>> Start
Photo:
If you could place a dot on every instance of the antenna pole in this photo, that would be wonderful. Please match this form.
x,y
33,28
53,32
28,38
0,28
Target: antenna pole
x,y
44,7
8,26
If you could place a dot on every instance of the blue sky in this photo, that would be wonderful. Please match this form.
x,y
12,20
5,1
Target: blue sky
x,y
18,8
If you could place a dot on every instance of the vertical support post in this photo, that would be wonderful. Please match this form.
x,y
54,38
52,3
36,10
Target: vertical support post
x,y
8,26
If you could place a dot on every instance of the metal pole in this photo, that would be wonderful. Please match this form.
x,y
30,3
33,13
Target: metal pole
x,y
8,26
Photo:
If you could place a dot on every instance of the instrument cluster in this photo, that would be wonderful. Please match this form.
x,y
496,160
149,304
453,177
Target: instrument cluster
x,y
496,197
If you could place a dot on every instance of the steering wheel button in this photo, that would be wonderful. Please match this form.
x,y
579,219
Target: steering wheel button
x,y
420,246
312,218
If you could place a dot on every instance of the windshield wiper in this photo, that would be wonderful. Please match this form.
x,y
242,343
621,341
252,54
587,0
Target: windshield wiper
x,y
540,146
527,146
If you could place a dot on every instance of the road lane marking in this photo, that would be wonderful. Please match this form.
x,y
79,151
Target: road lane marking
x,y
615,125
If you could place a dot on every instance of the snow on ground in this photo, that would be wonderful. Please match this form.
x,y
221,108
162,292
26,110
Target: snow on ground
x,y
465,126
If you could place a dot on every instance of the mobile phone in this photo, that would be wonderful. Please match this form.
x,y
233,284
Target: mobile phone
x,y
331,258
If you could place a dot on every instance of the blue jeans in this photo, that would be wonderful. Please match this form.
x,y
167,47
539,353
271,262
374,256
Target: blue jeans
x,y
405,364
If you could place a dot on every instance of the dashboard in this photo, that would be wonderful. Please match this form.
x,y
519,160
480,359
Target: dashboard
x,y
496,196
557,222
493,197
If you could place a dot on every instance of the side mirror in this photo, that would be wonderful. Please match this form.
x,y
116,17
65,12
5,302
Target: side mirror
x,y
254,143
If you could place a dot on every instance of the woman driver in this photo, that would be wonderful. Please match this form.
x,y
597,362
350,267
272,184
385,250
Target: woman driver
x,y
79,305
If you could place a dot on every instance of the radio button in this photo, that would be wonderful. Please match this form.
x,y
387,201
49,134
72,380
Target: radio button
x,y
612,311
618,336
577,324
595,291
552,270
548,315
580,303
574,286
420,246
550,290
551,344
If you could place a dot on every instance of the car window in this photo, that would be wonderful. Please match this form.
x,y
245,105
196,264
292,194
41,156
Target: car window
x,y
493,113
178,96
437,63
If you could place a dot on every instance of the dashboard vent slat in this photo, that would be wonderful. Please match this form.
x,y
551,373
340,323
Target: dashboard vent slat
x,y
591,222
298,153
>> End
* **Stated problem**: Update the lines from the one containing "of the mobile" through the end of the material, inclusive, changing "side mirror" to "rearview mirror" and leaving everything else as it is.

* **Expected answer**:
If you could place a dot on every instance of the mobile phone in this photo, that would be wonderful. Please match this form.
x,y
233,284
Target: mobile phone
x,y
331,258
If you could place a dot on every instance of the blue jeans in this photo, that would be wonderful. Please match this form.
x,y
167,47
539,353
271,262
374,256
Target: blue jeans
x,y
405,364
If you could place a dot on every instance of the dashboard in this photo, that would be wonderful. Please match this form.
x,y
519,160
480,359
Target: dashboard
x,y
496,196
557,222
493,197
If you could place a dot on every instance of the rearview mirror in this photo, that would be wonderful. Please match this form.
x,y
116,17
65,12
5,302
Target: rearview mirror
x,y
254,143
If you could place a dot on every instance of the woman driver in this photo, that would be wonderful. Please match this form.
x,y
597,362
350,267
272,184
385,250
Target: woman driver
x,y
79,305
If you could place a dot on every instance of the radio button in this photo, that would be wonderful. Please match this form.
x,y
387,201
49,134
72,380
Target: radio button
x,y
612,311
618,336
577,324
595,291
552,270
548,315
580,303
574,286
420,246
550,290
551,344
If you could place a dot on every instance of the car window in this photo, that would be wonderful. Please match this form.
x,y
245,105
196,264
292,194
41,156
Target: car window
x,y
493,113
178,96
437,63
If you could place a dot on every instance of the dashboard vent slat in this photo, that would be wonderful. Please match this form.
x,y
551,373
340,323
Target: dashboard vent slat
x,y
591,222
298,153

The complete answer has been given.